Texte fourni:
=-=-=-=-=
Un printemps explosif

      Un jeudi du mois de février 1962, nous nous rendîmes, ma mère, Roger et moi, à Chréa, dans la montagne enneigée. Là haut tout était blanc, gelé, et d'énormes tas de neige entouraient les maisons. Une brume épaisse et glaciale noyait le village, les forêts de cèdres et les espaces de loisirs...

Nous ne vîmes ce jour là, ni Blida ni la plaine de la Mitidja vers le nord, ni les barrières rocheuses de l'Atlas Saharien vers le sud, depuis les terrasses ou les promontoires aménagés.

Lors de cette sortie à Chréa ce glacial jeudi de février, alors que nous cheminions à petits pas dans les rues du village encombrées de congères et par une température de cinq degrés en dessous de zéro ; ma mère et Roger se mirent à parler de la vie qu'ils allaient avoir bientôt ensemble. Roger disait que le « cessez le feu » suivrait immédiatement les accords d'Evian en mars, et que sans aucun doute, monsieur Rata, engagé dans l'armée, obtiendrait un poste près de Marseille où il se rendrait avec Mireille, sa femme. Ainsi Roger se retrouverait tout seul à Baraki, et libre désormais...

Le putsch militaire du 22 avril 1961 avait échoué parce que le contingent n'avait pas suivi les quatre généraux Salan, Jouhaud, Zeller et Challe, auxquels ne s'étaient ralliés que quelques unités. De là s'était constituée l'OAS, soutenue par des mouvements politiques d'extrême droite, les grands propriétaires, les « gros colons » ainsi qu'une grande partie des « pieds noirs ». Selon ces gens là, l'OAS pouvait « sauver » l'Algérie et éviter aux populations Européennes implantées en Algérie depuis plusieurs générations, de devoir s'expatrier... [ Voir « Les chevaux du soleil », de Jules Roy, une saga de l'Algérie de 1830 à 1962, en particulier dans la dernière partie intitulée « le tonnerre et les anges », dans laquelle, et dans tout le livre d'ailleurs, l'auteur retrace fidèlement l'histoire vraie et impartiale, ainsi que les évènements vécus par les personnages de plusieurs familles depuis le 14 juin 1830 date du débarquement des armées de Charles X sur la plage de Sidi Ferruch ]

L'une des « solutions » possibles envisagée, entre autres, qui avait été à l'étude, consistait en la création d'un état indépendant gouverné par les Français d'Algérie et par les Algériens soit une république Algérienne qui aurait en fait ressemblé à l'Afrique du Sud. La plupart des Européens implantés en Algérie, les « Français de France » souhaitant demeurer en Algérie, et un certain nombre d'Algériens étaient favorables à cette solution. Mais la conséquence inévitable de cette solution là aurait probablement été la domination des Européens, des grands propriétaires, des riches Algériens, des chefs de parti, et le maintien de la population Algérienne dans des droits et dans des conditions forcément limités ou illusoires, inacceptables pour eux...
=-=-=-=-=
Consignes:
1. Quels généraux le récit cite-t-il à la tête du putsch militaire du 22 avril 1961 ?
2. D'après le récit, pourquoi le putsch militaire du 22 avril 1961 a-t-il échoué ? Répondez en une à trois phrases.
3. Pouvez-vous poursuivre le récit sur l'Algérie de 1962 à partir de sa dernière phrase ?

[Extrait du jeu de données]
=-=-=-=-=
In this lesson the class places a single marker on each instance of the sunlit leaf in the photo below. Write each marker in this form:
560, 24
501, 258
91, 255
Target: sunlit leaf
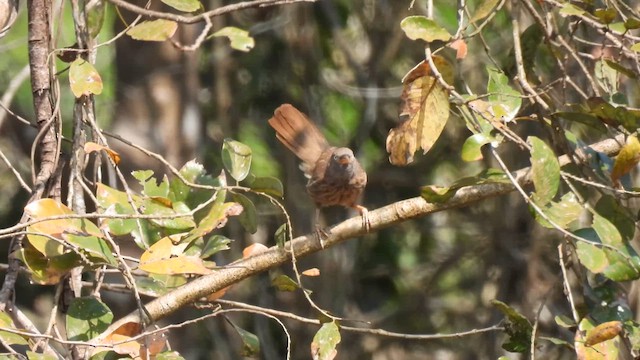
215, 244
268, 185
563, 213
483, 10
35, 356
473, 144
250, 342
253, 249
240, 39
215, 218
153, 30
90, 147
236, 158
95, 16
627, 159
284, 283
606, 16
421, 27
94, 248
169, 355
517, 327
425, 111
184, 5
86, 318
505, 101
176, 265
84, 78
249, 217
325, 342
609, 347
571, 9
545, 171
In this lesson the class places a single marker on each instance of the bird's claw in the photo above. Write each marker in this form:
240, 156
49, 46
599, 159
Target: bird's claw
364, 212
322, 234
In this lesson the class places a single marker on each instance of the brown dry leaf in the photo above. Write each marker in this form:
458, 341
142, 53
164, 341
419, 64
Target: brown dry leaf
91, 147
424, 110
460, 47
253, 250
603, 332
311, 272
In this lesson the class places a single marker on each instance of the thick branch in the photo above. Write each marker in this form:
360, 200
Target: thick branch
305, 245
39, 48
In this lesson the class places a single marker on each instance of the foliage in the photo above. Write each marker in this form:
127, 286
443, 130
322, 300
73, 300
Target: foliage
518, 93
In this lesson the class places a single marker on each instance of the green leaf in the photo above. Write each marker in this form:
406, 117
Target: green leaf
473, 144
517, 327
505, 101
632, 24
627, 159
250, 342
545, 171
570, 9
562, 213
184, 5
7, 337
249, 216
84, 78
484, 9
153, 30
617, 214
606, 16
323, 346
268, 185
606, 76
94, 248
215, 244
95, 16
87, 317
35, 356
284, 283
240, 39
178, 190
236, 158
169, 355
420, 27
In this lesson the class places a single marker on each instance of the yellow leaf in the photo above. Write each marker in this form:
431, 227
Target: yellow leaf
626, 160
425, 111
84, 78
253, 249
176, 265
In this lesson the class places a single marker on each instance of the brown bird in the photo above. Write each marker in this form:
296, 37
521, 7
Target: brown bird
335, 176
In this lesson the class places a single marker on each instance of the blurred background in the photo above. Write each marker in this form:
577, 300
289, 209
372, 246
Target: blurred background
341, 62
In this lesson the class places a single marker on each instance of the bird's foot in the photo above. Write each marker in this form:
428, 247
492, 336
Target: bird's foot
364, 212
322, 234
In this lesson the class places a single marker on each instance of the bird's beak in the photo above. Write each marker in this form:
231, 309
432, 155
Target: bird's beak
344, 160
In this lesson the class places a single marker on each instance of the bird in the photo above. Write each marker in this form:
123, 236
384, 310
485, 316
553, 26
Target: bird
335, 177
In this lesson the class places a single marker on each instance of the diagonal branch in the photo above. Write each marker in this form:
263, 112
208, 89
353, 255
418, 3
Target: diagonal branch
386, 216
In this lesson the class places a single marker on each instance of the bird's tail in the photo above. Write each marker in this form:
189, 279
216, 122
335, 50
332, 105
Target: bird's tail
298, 134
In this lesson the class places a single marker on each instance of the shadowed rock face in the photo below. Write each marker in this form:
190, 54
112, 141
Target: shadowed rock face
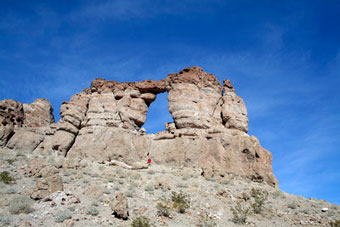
102, 123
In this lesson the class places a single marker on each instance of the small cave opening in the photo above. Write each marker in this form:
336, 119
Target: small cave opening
158, 114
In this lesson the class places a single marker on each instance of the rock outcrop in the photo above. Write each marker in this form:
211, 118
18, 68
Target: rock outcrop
23, 126
103, 122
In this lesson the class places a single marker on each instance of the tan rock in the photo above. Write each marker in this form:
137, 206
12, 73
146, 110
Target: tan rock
39, 113
5, 134
234, 112
193, 99
93, 192
24, 140
120, 206
102, 124
45, 186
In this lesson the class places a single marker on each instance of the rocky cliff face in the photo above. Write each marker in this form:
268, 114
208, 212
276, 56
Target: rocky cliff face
104, 123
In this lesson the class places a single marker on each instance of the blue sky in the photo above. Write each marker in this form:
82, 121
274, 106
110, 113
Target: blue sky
283, 58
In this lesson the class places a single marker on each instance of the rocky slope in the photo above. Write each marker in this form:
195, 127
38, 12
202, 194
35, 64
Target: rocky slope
97, 166
103, 123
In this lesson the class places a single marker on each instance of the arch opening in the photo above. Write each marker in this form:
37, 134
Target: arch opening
158, 114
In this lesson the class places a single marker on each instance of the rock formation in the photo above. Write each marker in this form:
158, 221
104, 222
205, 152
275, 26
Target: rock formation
104, 123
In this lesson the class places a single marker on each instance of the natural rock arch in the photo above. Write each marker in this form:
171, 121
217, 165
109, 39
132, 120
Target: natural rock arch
101, 123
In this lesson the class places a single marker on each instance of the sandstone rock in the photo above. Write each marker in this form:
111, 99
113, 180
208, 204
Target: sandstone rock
45, 186
39, 113
24, 140
93, 192
120, 206
24, 223
194, 98
40, 168
104, 123
234, 112
6, 132
62, 141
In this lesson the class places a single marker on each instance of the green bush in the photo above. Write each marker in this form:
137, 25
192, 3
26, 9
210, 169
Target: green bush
205, 221
335, 223
239, 214
180, 202
141, 222
164, 207
92, 211
292, 206
6, 178
20, 204
63, 215
260, 197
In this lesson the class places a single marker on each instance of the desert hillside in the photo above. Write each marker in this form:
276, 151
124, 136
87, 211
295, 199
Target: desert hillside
97, 166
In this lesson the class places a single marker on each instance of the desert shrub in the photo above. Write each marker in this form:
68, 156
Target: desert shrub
260, 197
186, 177
129, 193
181, 185
63, 215
94, 203
92, 211
148, 188
11, 191
4, 220
292, 206
121, 173
208, 178
278, 193
6, 178
335, 223
225, 181
11, 161
141, 222
72, 208
20, 204
206, 221
164, 207
20, 154
151, 172
180, 201
239, 214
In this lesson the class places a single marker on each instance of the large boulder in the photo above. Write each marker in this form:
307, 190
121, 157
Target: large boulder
38, 114
103, 123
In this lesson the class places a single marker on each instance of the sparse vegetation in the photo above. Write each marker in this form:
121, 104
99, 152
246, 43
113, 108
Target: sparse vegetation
164, 207
335, 223
151, 172
206, 221
4, 220
292, 206
20, 204
11, 161
180, 201
92, 211
239, 214
141, 222
6, 178
63, 215
148, 188
260, 196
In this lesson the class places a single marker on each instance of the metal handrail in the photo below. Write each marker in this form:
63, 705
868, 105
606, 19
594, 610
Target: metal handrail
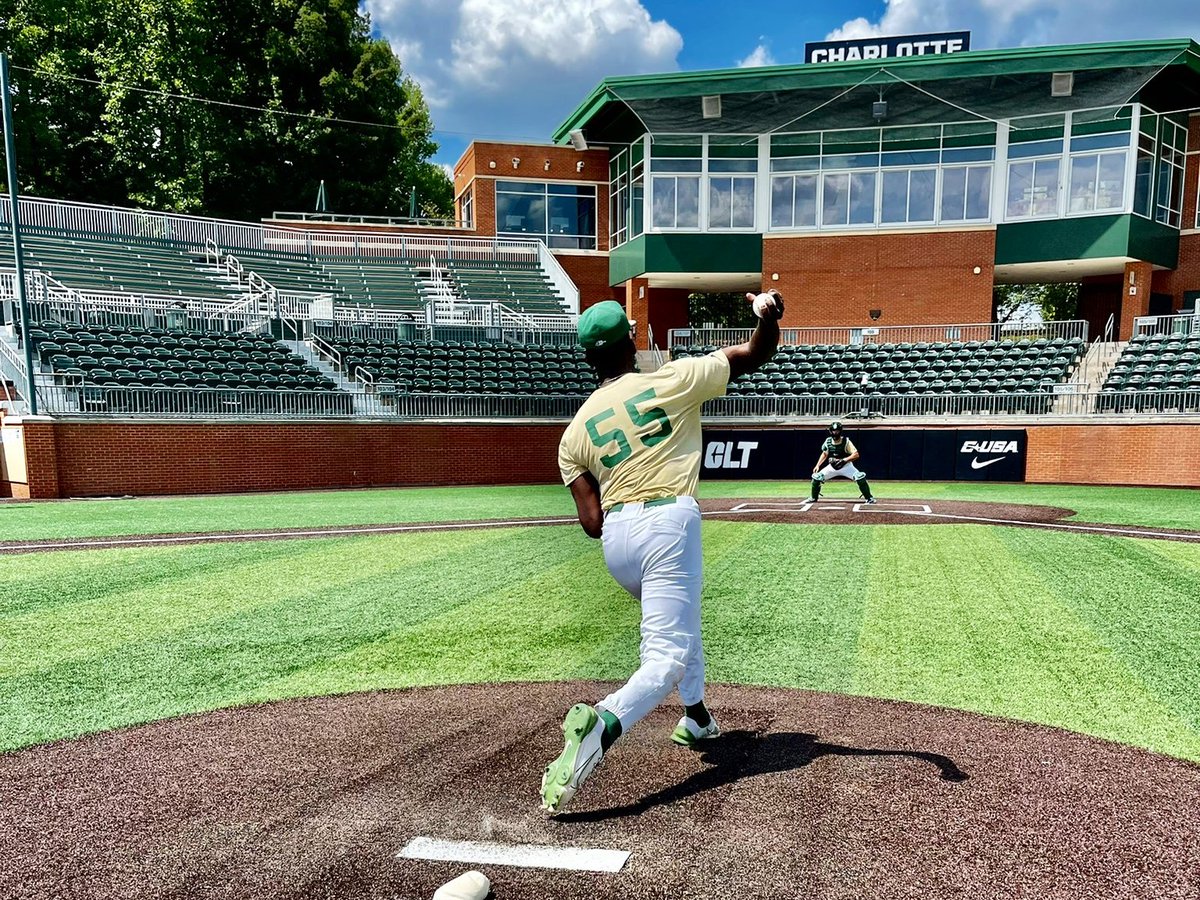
=-=-=-=-=
Réponses:
1. Salan, Jouhaud, Zeller et Challe.

2. Le putsch a échoué parce que le contingent n'a pas suivi les quatre généraux. Seules quelques unités s'étaient ralliées à eux.

3.
La situation à cette époque en mars et avril 1962 était devenue extrêmement confuse et surtout dépendante des passions exacerbées, des idéologies et des différents courants politiques qui de tous côtés, déchiraient les populations, les familles et contribuaient à l'instauration d'un climat d'anarchie généralisé et de guerre civile. D'autant plus que l'OAS d'une part, puis le FLN d'autre part, avec leurs alliés et leurs réseaux aussi bien en France métropolitaine que depuis des pays étrangers, souhaitaient porter la guerre en France et multipliaient les attentats, les actes de terrorisme à Paris et dans les grandes villes.

Au mois de mars 1962 avec l'arrivée d'un printemps très maussade, froid et pluvieux cette année là, les évènements en Algérie se précipitèrent. Après les accords d'Evian et le « cessez le feu », l'OAS pratiqua avec tous ceux qui soutenaient cette organisation et s'y montraient ouvertement engagés, une politique de « terre brûlée » consistant en la destruction des bâtiments administratifs, des écoles et à la « mise à mal » de l'économie du pays, de ses infrastructures, voies ferrées, routes, gares, dépots de carburants et usines... Toutes les nuits dans les villes retentissaient les explosions de bombes, et les « plasticages » se succédaient à un rythme accéléré, d'heure en heure... Ainsi à Montpensier, là où nous habitions, plusieurs commerçants eurent leur magazin détruit, leurs vitrines soufflées, leurs rideaux métalliques pulvérisés. Un groupe scolaire même, alors en construction et presque achevé, tout juste en face de notre îlot d'immeubles, fut une nuit complètement détruit par une gigantesque explosion.

Le FLN en représailles à ces attentats et à ces destructions, multipliait les actions de commandos, les enlèvements de personnes et les assassinats en série, sur la base de « listes noires » établies par des « espions » ou par des gens « forcés de collaborer ».

Mon père par exemple, qui n'avait rien fait de particulier, ni participé à aucun mouvement ou manifestation, fut dénoncé par Mina, notre dernière femme de ménage que ma mère cependant n'avait employée que quelques heures occasionnellement. Cette Mina ne nous avait pas fait bonne impression au départ. Nous la trouvions fourbe, cauteleuse, sournoise et de surcroît elle volait.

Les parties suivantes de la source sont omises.